-------- Trecho do documento --------

De acordo com Stein (2003), era objetivo geral deste programa, identificar mecanismos de aperfeiçoamento da qualidade acadêmica das IES, sendo o mesmo detalhados em cinco objetivos específicos:

1) Impulsionar processo criativo e de autocrítica da instituição, como evidência da vontade política de auto-avaliação para garantir a qualidade da ação universitária e para prestar contas à sociedade da consonância dessa ação com as demandas científicas e sociais da atualidade;

2) Conhecer, numa atitude diagnóstica, como se realizam e se inter-relacionam na Universidade as tarefas acadêmicas em suas dimensões de ensino, pesquisa, extensão e administração;

3) (Re)estabelecer compromissos com a sociedade, explicitando as diretrizes de um projeto pedagógico e os fundamentos de um programa sistemático e participativo de avaliação, que permita o constante reordenamento, consolidação e/ou reformulação das ações da Universidade, mediante diferentes formas de divulgação dos resultados da avaliação e das ações dela decorrentes;

4) Repensar objetivos, modos de atuação e resultados na perspectiva de uma Universidade mais consentânea com o momento histórico em que se insere, capaz de responder às modificações estruturais da sociedade brasileira;

5) Estudar, propor e implementar mudanças das atividades acadêmicas do ensino, da pesquisa e da extensão, e da gestão contribuindo para a formulação de projetos pedagógicos e institucionais socialmente legitimados e relevantes (p. 44).

Segundo Gomes (2003), dois outros objetivos ainda estavam subjacentes ao PAIUB: desfazer a imagem negativa da avaliação institucional, que é proveniente da Lista dos professores improdutivos da Universidade de São Paulo (USP), bem como difundir e consolidar a cultura da Avaliação Institucional dentre as IES brasileiras.

Ressalta-se que o PAIUB tinha como foco de atenção as Instituições Federais de Educação Superior (IFES). Partia-se, pois, da realidade das Universidades Federais para as demais instituições, com ênfase nos cursos de graduação (CATRIB, 1997). Como toda proposta de avaliação, O PAIUB necessita pautar-se em fundamentos norteadores, teoricamente definidos. Assim, os princípios adotados pelo PAIUB foram os seguintes, de acordo com Ristoff (1995): globalidade, comparabilidade, respeito à identidade institucional, não-premiação, adesão voluntária, legitimidade e continuidade.

O princípio da globalidade expressa a idéia de que todos os integrantes da instituição devem participar do processo de avaliação, para que ela seja a mais completa possível. Além do que a avaliação deve contemplar todas as atividades desenvolvidas pela instituição, como ressalta Ristoff (1995):

O princípio da globalidade igualmente guarda uma visão de que o valor que buscamos com a avaliação não pode ser absolutizado a partir de indicadores parciais por melhor que seja a nossa metodologia, ou por concepções interpretativas que enrijeçam perspectivas (p. 41).

-------- Registros --------

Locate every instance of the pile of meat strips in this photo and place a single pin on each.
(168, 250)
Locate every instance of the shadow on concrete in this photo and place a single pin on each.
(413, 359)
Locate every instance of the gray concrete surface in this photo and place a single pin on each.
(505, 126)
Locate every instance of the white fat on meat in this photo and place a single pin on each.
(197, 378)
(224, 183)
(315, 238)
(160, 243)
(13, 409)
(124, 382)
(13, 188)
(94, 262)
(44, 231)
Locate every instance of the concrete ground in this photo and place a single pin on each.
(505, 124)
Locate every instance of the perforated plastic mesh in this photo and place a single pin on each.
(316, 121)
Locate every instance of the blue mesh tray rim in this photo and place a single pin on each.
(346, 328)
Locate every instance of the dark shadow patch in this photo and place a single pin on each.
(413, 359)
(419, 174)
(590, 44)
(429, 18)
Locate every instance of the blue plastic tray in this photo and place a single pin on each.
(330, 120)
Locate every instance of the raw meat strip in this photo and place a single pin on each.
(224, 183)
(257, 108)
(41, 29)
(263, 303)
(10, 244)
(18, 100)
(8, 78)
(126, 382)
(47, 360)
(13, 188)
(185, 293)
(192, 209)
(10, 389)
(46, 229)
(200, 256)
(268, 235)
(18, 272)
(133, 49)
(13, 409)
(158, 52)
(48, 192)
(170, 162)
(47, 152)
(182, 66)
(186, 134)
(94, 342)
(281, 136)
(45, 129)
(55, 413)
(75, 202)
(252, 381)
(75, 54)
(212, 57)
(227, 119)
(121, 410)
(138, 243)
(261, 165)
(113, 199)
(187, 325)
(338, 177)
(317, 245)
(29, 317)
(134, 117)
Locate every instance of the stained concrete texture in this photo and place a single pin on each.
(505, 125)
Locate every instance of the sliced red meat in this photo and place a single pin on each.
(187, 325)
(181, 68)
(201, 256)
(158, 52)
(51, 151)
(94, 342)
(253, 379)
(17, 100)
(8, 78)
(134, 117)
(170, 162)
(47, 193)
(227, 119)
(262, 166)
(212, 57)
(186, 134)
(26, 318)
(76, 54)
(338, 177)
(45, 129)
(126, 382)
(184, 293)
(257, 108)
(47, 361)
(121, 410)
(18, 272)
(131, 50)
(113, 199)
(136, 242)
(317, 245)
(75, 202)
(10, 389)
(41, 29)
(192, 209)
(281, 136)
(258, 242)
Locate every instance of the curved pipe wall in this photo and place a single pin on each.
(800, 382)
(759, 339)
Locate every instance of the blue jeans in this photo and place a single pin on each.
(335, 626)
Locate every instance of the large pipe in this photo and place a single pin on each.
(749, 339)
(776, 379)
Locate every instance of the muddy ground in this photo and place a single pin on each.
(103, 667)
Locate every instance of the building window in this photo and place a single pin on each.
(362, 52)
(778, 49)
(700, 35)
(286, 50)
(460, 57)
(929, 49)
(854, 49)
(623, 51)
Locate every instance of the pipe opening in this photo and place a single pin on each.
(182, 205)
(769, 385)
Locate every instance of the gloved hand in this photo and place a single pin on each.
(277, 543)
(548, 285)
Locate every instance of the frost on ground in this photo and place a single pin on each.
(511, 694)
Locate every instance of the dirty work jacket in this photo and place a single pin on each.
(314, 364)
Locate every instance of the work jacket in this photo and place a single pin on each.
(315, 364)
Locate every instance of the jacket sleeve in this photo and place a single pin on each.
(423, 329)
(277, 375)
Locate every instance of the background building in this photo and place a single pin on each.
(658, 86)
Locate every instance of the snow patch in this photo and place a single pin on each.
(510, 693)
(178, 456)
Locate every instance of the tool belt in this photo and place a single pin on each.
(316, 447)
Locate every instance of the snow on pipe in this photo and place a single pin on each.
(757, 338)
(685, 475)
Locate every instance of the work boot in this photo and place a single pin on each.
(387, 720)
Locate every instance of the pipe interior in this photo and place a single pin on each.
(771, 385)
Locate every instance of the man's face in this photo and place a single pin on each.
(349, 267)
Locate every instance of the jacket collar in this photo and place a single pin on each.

--------

:: Conjunto de tarefas ::
- 1) Reescreva o trecho do texto sobre o PAIUB que vai de "5) Estudar, propor" até "as IES brasileiras.", renomeando "Lista dos professores improdutivos" como "Lista dos docentes improdutivos".
- 2) Responda às perguntas com base no texto sobre o PAIUB.
(a) Segundo Stein (2003), em quantos objetivos específicos se detalhava o objetivo geral do programa?
(b) Qual era o foco de atenção do PAIUB?
(c) Quais foram os princípios adotados pelo PAIUB, de acordo com Ristoff (1995)?
As linhas apresentadas constituem um material independente do texto sobre o PAIUB.

:: Soluções completas ::
- 1)
5) Estudar, propor e implementar mudanças das atividades acadêmicas do ensino, da pesquisa e da extensão, e da gestão contribuindo para a formulação de projetos pedagógicos e institucionais socialmente legitimados e relevantes (p. 44).

Segundo Gomes (2003), dois outros objetivos ainda estavam subjacentes ao PAIUB: desfazer a imagem negativa da avaliação institucional, que é proveniente da Lista dos docentes improdutivos da Universidade de São Paulo (USP), bem como difundir e consolidar a cultura da Avaliação Institucional dentre as IES brasileiras.

- 2)
(a) Em cinco objetivos específicos.
(b) As Instituições Federais de Educação Superior (IFES).
(c) Globalidade, comparabilidade, respeito à identidade institucional, não-premiação, adesão voluntária, legitimidade e continuidade.